» **Task to carry out**
Set down exactly the lines in the records below that run from the line with "Tag the grey" to the line with "Target: potted plant", inclusive, and nothing more.

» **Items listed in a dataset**
_ _ _

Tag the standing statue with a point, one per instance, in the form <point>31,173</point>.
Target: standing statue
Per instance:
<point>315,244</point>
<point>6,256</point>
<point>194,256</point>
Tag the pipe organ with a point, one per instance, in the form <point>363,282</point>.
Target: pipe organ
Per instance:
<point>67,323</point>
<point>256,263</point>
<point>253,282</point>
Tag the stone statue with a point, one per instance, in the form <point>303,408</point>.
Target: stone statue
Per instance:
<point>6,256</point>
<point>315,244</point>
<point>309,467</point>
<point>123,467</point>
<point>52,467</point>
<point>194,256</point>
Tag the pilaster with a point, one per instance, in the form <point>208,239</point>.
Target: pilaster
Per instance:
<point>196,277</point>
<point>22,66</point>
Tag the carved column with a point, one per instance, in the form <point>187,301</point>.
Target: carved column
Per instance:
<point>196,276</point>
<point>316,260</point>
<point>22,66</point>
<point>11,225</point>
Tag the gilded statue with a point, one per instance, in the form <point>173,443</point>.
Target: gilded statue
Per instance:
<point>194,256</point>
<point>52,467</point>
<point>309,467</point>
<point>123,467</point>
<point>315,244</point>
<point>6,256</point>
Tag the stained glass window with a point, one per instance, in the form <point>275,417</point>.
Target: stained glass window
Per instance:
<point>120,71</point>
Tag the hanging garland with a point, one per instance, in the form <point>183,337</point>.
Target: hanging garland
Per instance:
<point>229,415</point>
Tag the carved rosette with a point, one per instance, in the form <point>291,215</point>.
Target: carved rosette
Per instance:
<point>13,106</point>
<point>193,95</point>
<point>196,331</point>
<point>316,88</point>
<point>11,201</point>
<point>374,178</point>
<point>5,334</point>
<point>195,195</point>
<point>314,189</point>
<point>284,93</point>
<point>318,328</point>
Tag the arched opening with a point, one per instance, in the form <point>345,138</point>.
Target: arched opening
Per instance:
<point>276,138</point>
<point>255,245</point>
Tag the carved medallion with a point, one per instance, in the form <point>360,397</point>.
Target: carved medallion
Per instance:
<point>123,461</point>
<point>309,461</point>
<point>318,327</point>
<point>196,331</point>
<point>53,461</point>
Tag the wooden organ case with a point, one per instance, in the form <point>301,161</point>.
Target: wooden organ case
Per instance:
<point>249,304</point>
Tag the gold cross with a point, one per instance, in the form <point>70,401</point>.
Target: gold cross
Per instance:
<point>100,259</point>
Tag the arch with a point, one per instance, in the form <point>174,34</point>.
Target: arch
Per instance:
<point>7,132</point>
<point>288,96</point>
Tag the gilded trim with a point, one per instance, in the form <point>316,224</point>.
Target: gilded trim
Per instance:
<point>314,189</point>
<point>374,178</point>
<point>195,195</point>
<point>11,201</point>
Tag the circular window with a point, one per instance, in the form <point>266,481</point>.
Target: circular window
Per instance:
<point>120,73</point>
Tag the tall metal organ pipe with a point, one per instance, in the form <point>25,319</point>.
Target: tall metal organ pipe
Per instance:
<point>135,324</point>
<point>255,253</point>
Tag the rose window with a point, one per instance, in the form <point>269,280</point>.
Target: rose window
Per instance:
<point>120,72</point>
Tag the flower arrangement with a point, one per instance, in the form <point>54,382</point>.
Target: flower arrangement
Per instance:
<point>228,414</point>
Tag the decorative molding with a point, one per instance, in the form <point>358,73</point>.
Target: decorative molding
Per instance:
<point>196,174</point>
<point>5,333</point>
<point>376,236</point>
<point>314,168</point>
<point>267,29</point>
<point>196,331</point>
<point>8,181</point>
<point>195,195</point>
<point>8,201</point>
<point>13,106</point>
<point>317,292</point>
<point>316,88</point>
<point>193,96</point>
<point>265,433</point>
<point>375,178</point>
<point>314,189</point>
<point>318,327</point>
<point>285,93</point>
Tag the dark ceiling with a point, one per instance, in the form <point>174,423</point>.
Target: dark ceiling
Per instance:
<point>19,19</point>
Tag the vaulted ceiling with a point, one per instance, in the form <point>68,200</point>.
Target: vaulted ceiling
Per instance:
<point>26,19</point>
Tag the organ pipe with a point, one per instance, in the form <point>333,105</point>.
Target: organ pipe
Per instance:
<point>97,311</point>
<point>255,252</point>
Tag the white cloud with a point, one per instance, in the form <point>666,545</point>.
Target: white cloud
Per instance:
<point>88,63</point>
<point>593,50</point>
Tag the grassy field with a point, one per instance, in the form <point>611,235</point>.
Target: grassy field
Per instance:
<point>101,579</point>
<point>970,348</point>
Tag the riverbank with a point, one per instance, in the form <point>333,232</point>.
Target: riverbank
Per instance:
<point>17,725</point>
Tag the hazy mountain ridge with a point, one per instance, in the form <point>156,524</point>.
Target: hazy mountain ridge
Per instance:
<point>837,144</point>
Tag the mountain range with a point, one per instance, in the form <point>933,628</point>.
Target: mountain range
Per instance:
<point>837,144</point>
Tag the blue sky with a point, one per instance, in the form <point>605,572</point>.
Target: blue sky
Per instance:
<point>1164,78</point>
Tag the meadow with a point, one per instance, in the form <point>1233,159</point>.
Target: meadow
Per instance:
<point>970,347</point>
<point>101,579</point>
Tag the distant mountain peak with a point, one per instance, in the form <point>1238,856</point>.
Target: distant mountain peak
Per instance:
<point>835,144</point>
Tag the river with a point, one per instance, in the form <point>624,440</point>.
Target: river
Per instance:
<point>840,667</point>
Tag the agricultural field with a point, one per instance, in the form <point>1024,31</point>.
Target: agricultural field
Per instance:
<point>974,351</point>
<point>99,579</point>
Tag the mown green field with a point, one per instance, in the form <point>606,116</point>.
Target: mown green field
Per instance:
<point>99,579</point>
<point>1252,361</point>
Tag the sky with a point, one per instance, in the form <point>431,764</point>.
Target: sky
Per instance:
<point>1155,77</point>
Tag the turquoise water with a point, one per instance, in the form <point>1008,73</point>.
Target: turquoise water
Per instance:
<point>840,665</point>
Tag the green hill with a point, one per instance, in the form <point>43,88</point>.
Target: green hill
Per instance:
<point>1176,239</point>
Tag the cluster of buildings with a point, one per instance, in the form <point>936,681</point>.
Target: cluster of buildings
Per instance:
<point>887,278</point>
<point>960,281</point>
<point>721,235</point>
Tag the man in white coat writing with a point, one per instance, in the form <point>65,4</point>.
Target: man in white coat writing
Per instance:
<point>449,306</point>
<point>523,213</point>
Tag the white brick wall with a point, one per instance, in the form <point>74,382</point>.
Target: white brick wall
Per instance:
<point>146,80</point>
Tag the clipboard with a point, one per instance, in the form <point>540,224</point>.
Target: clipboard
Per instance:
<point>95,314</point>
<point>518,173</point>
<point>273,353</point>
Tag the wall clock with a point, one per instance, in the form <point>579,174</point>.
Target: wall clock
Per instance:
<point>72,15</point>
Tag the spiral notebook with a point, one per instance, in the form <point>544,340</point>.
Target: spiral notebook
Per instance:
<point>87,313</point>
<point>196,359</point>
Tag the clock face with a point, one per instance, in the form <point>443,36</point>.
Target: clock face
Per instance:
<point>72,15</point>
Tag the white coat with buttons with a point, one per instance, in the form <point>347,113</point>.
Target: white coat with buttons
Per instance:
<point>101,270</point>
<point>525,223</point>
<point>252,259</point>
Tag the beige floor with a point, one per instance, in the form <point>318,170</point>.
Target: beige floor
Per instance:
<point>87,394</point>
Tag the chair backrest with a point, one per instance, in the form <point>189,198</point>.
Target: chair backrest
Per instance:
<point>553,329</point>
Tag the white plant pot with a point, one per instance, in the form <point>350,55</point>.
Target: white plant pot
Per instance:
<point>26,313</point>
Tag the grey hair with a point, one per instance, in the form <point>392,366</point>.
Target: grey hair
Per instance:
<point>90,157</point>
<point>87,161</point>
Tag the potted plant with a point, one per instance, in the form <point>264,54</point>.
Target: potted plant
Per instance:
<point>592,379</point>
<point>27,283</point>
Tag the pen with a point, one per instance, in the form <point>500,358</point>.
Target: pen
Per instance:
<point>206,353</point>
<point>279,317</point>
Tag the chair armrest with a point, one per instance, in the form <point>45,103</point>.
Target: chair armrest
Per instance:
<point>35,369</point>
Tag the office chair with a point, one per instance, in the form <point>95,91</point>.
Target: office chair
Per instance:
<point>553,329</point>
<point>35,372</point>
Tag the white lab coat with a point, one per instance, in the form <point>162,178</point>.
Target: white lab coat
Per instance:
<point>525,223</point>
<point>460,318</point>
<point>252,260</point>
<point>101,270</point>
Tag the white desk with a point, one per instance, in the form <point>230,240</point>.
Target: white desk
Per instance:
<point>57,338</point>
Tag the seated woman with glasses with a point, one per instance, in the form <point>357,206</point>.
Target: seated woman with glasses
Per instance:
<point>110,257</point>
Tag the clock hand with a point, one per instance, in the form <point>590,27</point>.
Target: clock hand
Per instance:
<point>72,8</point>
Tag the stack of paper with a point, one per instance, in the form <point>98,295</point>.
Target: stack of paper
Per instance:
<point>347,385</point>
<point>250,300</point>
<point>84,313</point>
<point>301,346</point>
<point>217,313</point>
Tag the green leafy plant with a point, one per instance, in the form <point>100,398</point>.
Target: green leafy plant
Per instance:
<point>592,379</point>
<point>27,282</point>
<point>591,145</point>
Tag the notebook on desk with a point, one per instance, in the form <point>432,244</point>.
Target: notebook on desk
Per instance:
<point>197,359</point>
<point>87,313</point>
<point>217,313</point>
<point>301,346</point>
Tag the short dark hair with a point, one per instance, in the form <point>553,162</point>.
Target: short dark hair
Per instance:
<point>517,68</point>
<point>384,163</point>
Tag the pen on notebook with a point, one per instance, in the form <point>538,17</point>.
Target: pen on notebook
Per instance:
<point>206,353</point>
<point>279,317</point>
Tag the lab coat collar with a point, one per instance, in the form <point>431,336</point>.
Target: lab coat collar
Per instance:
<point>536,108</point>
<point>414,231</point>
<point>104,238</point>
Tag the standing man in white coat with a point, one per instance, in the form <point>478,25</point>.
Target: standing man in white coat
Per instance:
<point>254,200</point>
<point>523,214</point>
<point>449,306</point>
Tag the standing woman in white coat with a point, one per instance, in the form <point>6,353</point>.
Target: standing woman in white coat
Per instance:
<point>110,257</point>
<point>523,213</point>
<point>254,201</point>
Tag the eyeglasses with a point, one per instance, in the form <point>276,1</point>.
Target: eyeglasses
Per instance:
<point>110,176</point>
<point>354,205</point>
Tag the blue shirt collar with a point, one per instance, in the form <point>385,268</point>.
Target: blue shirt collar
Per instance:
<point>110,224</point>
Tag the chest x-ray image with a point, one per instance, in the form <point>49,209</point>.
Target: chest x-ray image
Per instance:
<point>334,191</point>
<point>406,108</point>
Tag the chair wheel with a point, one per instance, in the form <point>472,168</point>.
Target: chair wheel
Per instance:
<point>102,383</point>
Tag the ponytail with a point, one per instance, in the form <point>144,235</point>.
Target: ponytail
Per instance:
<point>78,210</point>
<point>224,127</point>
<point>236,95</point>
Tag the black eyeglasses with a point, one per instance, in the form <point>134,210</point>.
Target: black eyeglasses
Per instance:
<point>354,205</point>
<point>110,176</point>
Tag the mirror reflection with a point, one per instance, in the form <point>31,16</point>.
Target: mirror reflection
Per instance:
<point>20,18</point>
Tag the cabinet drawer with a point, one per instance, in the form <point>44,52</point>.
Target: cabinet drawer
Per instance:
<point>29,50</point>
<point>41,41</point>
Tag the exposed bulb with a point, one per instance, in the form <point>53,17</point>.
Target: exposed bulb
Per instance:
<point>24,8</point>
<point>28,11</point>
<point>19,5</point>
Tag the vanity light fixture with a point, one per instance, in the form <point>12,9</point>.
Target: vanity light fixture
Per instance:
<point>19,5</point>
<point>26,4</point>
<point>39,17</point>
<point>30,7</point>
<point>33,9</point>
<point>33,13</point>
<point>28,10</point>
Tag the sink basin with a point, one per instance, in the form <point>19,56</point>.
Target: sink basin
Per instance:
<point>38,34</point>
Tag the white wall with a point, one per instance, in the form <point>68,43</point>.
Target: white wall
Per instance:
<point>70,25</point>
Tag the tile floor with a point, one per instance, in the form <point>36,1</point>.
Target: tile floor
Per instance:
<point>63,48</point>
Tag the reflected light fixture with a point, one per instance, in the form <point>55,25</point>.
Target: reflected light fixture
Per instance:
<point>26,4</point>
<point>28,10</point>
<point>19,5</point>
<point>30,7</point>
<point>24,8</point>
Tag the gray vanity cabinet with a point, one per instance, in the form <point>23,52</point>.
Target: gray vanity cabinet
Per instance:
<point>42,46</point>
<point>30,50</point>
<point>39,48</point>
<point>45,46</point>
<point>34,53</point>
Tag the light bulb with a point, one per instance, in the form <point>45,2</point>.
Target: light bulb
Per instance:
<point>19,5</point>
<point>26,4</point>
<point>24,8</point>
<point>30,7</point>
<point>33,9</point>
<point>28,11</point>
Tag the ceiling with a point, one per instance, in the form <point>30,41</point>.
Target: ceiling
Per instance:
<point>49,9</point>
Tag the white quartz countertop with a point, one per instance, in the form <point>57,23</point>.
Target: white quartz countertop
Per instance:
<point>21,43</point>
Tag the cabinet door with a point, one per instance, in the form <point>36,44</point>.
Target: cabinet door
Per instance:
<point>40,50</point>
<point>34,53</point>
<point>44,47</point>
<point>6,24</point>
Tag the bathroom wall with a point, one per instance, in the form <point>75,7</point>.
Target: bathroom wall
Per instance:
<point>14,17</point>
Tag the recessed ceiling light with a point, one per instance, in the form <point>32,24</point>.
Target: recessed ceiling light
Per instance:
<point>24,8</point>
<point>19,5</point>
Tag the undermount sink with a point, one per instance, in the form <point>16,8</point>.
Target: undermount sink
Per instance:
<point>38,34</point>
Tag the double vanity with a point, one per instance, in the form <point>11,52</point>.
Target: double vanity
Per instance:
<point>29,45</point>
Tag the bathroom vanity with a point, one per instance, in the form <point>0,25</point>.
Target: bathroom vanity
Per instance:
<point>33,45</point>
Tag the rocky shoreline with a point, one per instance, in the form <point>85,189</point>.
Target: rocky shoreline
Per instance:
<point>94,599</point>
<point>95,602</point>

_ _ _

» **Task answer**
Tag the grey hair with a point, one per instance, in the form <point>392,366</point>.
Target: grey hair
Per instance:
<point>90,157</point>
<point>87,161</point>
Tag the potted plant with a point, one per instance, in the form <point>264,54</point>.
Target: potted plant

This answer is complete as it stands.